[A data block]

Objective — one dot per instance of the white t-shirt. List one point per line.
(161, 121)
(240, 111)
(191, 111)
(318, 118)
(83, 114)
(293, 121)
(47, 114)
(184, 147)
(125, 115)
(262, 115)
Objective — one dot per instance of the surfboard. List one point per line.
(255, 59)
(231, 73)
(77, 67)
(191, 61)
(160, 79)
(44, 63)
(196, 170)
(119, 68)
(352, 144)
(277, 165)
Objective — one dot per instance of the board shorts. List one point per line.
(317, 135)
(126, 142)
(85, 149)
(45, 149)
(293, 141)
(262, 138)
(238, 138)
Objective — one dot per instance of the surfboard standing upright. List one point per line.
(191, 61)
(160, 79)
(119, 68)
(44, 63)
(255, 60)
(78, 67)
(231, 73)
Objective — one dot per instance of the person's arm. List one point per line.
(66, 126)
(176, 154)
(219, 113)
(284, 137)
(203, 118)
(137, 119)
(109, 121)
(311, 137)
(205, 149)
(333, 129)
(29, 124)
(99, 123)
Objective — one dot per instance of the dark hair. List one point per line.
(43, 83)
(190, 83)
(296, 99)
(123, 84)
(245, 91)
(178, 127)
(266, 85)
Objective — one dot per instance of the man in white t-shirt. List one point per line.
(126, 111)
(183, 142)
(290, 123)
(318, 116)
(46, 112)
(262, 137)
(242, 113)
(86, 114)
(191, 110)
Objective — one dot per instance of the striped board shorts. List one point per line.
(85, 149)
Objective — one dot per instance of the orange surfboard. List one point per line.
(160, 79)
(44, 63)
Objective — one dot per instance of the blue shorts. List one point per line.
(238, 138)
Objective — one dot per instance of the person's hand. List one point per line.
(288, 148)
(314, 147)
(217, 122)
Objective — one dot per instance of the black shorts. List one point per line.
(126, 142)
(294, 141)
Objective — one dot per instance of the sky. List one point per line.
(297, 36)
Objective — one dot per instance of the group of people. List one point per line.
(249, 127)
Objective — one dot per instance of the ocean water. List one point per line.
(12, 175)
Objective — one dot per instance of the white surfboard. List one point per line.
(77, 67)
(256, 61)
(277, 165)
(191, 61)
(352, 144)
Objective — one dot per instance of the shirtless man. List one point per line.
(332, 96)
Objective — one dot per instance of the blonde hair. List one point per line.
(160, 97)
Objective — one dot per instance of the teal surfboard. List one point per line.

WHAT IS NEEDED:
Express every line of the rows above as a Markdown table with two columns, "No." and "Line". Put each line's number in "No." and its text in "Line", and omit any blank lines.

CORRECT RESPONSE:
| No. | Line |
|---|---|
| 1 | Objective — one dot per instance of the white t-shirt. List one point per line. |
| 2 | (161, 121) |
| 3 | (240, 111) |
| 4 | (191, 111) |
| 5 | (318, 118) |
| 6 | (83, 114) |
| 7 | (293, 121) |
| 8 | (47, 114) |
| 9 | (184, 147) |
| 10 | (125, 115) |
| 11 | (262, 115) |
| 12 | Objective — one dot per instance of the surfboard. List one point per line. |
| 13 | (255, 59) |
| 14 | (231, 73) |
| 15 | (77, 67) |
| 16 | (191, 61) |
| 17 | (160, 79) |
| 18 | (44, 63) |
| 19 | (196, 170) |
| 20 | (119, 68) |
| 21 | (352, 144) |
| 22 | (277, 165) |
| 23 | Objective — one dot per instance of the board shorts. List one point per line. |
| 24 | (317, 135) |
| 25 | (126, 142) |
| 26 | (85, 149) |
| 27 | (45, 149) |
| 28 | (293, 141) |
| 29 | (262, 138) |
| 30 | (238, 138) |
| 31 | Objective — one dot per instance of the surfboard standing upright. List one point per line. |
| 32 | (191, 61) |
| 33 | (160, 79) |
| 34 | (119, 68) |
| 35 | (44, 63) |
| 36 | (255, 60) |
| 37 | (78, 67) |
| 38 | (231, 73) |
| 39 | Objective — one dot per instance of the person's arm. List one point per line. |
| 40 | (66, 126) |
| 41 | (176, 154) |
| 42 | (219, 113) |
| 43 | (284, 137) |
| 44 | (203, 118) |
| 45 | (137, 119) |
| 46 | (109, 121) |
| 47 | (311, 137) |
| 48 | (205, 149) |
| 49 | (333, 129) |
| 50 | (29, 124) |
| 51 | (99, 123) |
| 52 | Objective — one dot per instance of the dark hair. List one point per line. |
| 53 | (43, 83) |
| 54 | (190, 83) |
| 55 | (296, 99) |
| 56 | (123, 84) |
| 57 | (245, 91) |
| 58 | (178, 127) |
| 59 | (266, 85) |
| 60 | Objective — one dot per instance of the man in white t-shirt. List one point per line. |
| 61 | (126, 111) |
| 62 | (183, 142) |
| 63 | (290, 123) |
| 64 | (318, 116) |
| 65 | (46, 112) |
| 66 | (262, 137) |
| 67 | (242, 113) |
| 68 | (86, 114) |
| 69 | (191, 110) |
| 70 | Objective — one dot per instance of the striped board shorts. List one point per line. |
| 71 | (85, 149) |
| 72 | Objective — one dot per instance of the orange surfboard. List one point per line. |
| 73 | (160, 79) |
| 74 | (44, 63) |
| 75 | Objective — one dot per instance of the blue shorts. List one point per line. |
| 76 | (238, 138) |
| 77 | Objective — one dot per instance of the person's hand. List one point per line. |
| 78 | (288, 148) |
| 79 | (314, 147) |
| 80 | (217, 122) |
| 81 | Objective — one dot per instance of the black shorts. List one point per line. |
| 82 | (126, 142) |
| 83 | (294, 141) |
| 84 | Objective — one dot per instance of the sky. List one point per line. |
| 85 | (297, 36) |
| 86 | Objective — one dot per instance of the group of people. List one point per line. |
| 87 | (249, 127) |
| 88 | Objective — one dot per instance of the ocean water. List one point per line. |
| 89 | (12, 175) |
| 90 | Objective — one dot per instance of the white surfboard. List one point per line. |
| 91 | (77, 67) |
| 92 | (256, 61) |
| 93 | (277, 165) |
| 94 | (191, 61) |
| 95 | (352, 144) |
| 96 | Objective — one dot per instance of the shirtless man. List one point per line. |
| 97 | (332, 96) |
| 98 | Objective — one dot per instance of the blonde hair. List one point per line. |
| 99 | (160, 97) |
| 100 | Objective — one dot per instance of the teal surfboard. List one point per line. |